* TEXT FOR ANALYSIS *
Lord of the Ants.
Mastroni, Lawrence
Lord of the Ants (2008)
Produced by David Dugan
A NOVA Production for PBS
www.pbs.org
54 minutes
[ILLUSTRATION OMITTED]
David Dugan's Lord of the Ants, a NOVA production for PBS,
offers a compelling portrait of entomologist, Sociobiology founder, and
biodiversity advocate E.O. Wilson. The documentary provides a
chronological sweep of Wilson's life and work, from his early
childhood fascination with nature to the controversies surrounding his
1975 publication of Sociobiology: the New Synthesis and his more recent
work with biodiversity. Reenactments of his childhood and early career
are punctuated with comments from the narrator, Wilson, and his
scientific supporters and critics. Lord of the Ants also provides
stunning close-ups of the insect world, as well as footage of Wilson
working in the field and laboratory.

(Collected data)
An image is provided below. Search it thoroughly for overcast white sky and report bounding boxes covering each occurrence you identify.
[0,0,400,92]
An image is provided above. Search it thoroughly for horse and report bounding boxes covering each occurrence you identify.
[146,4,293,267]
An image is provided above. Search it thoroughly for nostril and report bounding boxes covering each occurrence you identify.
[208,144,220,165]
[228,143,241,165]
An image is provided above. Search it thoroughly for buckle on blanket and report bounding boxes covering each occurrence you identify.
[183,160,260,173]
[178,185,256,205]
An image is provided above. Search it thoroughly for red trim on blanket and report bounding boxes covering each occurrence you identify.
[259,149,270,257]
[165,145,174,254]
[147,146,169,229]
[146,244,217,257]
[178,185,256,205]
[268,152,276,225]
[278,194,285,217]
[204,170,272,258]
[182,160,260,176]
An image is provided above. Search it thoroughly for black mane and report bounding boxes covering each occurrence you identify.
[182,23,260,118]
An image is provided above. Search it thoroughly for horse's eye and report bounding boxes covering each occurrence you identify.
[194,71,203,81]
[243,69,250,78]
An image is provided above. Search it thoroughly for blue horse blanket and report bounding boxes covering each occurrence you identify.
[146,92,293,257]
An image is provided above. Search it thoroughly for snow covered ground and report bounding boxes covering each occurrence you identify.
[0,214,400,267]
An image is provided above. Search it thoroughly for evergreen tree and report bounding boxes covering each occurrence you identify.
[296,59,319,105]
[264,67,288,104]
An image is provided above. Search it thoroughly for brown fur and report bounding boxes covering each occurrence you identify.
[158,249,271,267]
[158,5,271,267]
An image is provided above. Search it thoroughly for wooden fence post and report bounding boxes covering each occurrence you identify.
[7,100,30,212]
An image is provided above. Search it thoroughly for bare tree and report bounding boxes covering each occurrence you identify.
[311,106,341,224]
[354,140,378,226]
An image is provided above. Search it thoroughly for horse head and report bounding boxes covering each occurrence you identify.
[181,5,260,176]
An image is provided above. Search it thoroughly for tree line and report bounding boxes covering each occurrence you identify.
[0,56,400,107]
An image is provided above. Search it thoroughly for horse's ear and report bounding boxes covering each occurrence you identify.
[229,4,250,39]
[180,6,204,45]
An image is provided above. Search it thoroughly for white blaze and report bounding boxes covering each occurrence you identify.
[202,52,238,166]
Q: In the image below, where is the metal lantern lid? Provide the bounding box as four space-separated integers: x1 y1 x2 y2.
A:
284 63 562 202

* WHAT TO WORK ON *
1) According to the review of Lord of the Ants, in what year did E.O. Wilson publish Sociobiology: the New Synthesis?
2) Condense the paragraph beginning "David Dugan's Lord of the Ants" from the review of Lord of the Ants into a short list of its main facts.

* TASK SOLUTIONS *
1) 1975

2)
- David Dugan's Lord of the Ants, a NOVA production for PBS, is a compelling portrait of E.O. Wilson, an entomologist, founder of Sociobiology, and biodiversity advocate.
- It follows his life and work in order: his childhood fascination with nature, the controversies over his 1975 book Sociobiology: the New Synthesis, and his later biodiversity work.
- Reenactments of his childhood and early career are interspersed with comments from the narrator, Wilson, and his scientific supporters and critics.
- It includes stunning close-ups of insects and footage of Wilson at work in the field and the laboratory.